● **EXERCISE AIM**
The listing below is to be transcribed exactly.
Top of DATA FOR REVIEW
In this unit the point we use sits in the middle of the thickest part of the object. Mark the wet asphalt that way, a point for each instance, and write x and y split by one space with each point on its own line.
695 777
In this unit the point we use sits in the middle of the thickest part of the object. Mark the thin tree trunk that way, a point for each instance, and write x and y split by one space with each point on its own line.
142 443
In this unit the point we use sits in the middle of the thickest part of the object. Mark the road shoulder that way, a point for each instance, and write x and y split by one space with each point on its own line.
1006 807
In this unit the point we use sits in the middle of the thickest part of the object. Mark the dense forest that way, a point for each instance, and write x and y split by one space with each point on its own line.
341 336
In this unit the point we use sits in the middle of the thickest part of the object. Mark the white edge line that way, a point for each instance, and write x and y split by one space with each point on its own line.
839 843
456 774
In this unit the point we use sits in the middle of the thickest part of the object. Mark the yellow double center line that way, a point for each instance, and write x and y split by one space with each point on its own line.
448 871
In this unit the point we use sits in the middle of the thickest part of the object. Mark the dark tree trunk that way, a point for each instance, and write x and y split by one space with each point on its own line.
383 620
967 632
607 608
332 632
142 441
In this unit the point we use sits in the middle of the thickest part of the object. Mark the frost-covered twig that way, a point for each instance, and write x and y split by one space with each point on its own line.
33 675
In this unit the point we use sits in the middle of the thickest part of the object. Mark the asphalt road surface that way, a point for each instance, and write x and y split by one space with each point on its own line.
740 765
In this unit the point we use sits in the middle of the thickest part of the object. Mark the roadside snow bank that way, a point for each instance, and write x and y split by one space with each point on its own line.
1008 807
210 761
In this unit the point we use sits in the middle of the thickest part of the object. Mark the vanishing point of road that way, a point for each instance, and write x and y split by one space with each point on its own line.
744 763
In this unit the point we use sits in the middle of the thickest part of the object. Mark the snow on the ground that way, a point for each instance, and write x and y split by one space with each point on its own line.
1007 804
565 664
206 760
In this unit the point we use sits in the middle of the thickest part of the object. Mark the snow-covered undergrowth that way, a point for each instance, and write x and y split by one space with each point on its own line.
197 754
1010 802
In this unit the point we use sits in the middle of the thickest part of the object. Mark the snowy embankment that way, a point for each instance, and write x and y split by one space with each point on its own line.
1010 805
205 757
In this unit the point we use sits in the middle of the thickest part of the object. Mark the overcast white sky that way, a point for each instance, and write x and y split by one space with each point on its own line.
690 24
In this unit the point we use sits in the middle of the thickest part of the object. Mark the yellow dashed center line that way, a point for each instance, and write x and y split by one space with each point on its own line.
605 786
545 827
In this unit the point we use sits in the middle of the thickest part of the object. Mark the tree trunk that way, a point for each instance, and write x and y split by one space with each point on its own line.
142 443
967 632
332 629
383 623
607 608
Bottom of DATA FOR REVIEW
● **TASK RESPONSE**
In this unit the point we use sits in the middle of the thickest part of the object. Mark the wet asphalt that way, a point for each instance, and write x and y split by one space with each point on its own line.
695 777
In this unit the point we use sits in the middle of the thickest part of the object. Mark the thin tree trunk that way, a point for each instance, and write x and y split by one space with each point on its own line.
142 443
In this unit the point we use sits in the middle of the thickest part of the object. Mark the road shoulder that way, a point for each instance, and write x and y split by one space with each point on its own line.
1006 807
In this unit the point we use sits in the middle of the thickest part of the object. Mark the dense forest that way, a point for each instance, and write x and y split by one space with each point on its own line.
341 336
In this unit the point we use sits in the middle of the thickest part of the object. Mark the white edge line that way, a point for each instance, and write x and y split by one space with each point on its own line.
839 843
456 774
In this unit the point we use sits in the middle of the thickest part of the object. Mark the yellow double center line that way, a point for each instance, and write x and y split by one space with each point on its own line.
448 871
In this unit the point we use sits in the middle of the thickest part of the object. Mark the dark tree trunk that way, a point for each instance, and write x and y split by one space with each point on its own line.
383 620
967 632
607 608
332 632
142 441
In this unit the point we use sits in the middle of the thickest part of the object. Mark the frost-covered twig that way, a point for each instance, and write x and y split by one space with each point on its own line.
33 675
In this unit the point we use sits in the middle of the thickest part of the object. Mark the asphalt road surface that way, a point for each instance, and write x and y split by one space with each point on its own line.
740 765
In this unit the point we use sits in the middle of the thickest part of the object. Mark the roadside snow bank that way, a point for each instance, and write x and y split by one space with each point on its own line.
1008 807
210 761
In this unit the point we use sits in the middle of the thickest part of the object. Mark the vanishing point of road that way, a point for each instance, and write x and y split by one space with each point on its own line.
744 763
In this unit the point we use sits in the middle of the thickest part of the object. Mark the snow on the ground that way, a point for each instance, and write x and y split by one space with each point on its own line.
1007 804
565 664
206 760
In this unit the point we use sits in the middle of the thickest part of the object. Mark the snow-covered undergrowth that way, a point for each instance, and write x and y split by one space with each point on its own line.
197 754
1010 802
In this unit the point we use sits in the middle of the thickest part of the object. Mark the snowy embankment that way, a point for each instance, and write x and y split by one space with each point on its own line.
1010 805
205 757
In this unit the point we use sits in the middle of the thickest part of the object. Mark the overcast white sky that way, a point for each instance, and write x and y split by one space with each point on its own line.
690 24
In this unit the point we use sits in the middle of the thickest part of the object. Mark the yellow dashed center line that way, a point for each instance, and write x and y split by one space with each point on its own line.
605 786
545 827
In this unit the point we use sits in the middle of the thickest part of the object. Mark the tree trunk that way, a point for each instance, and write x and y split by one space with each point on its own line.
142 443
967 632
332 629
383 623
607 608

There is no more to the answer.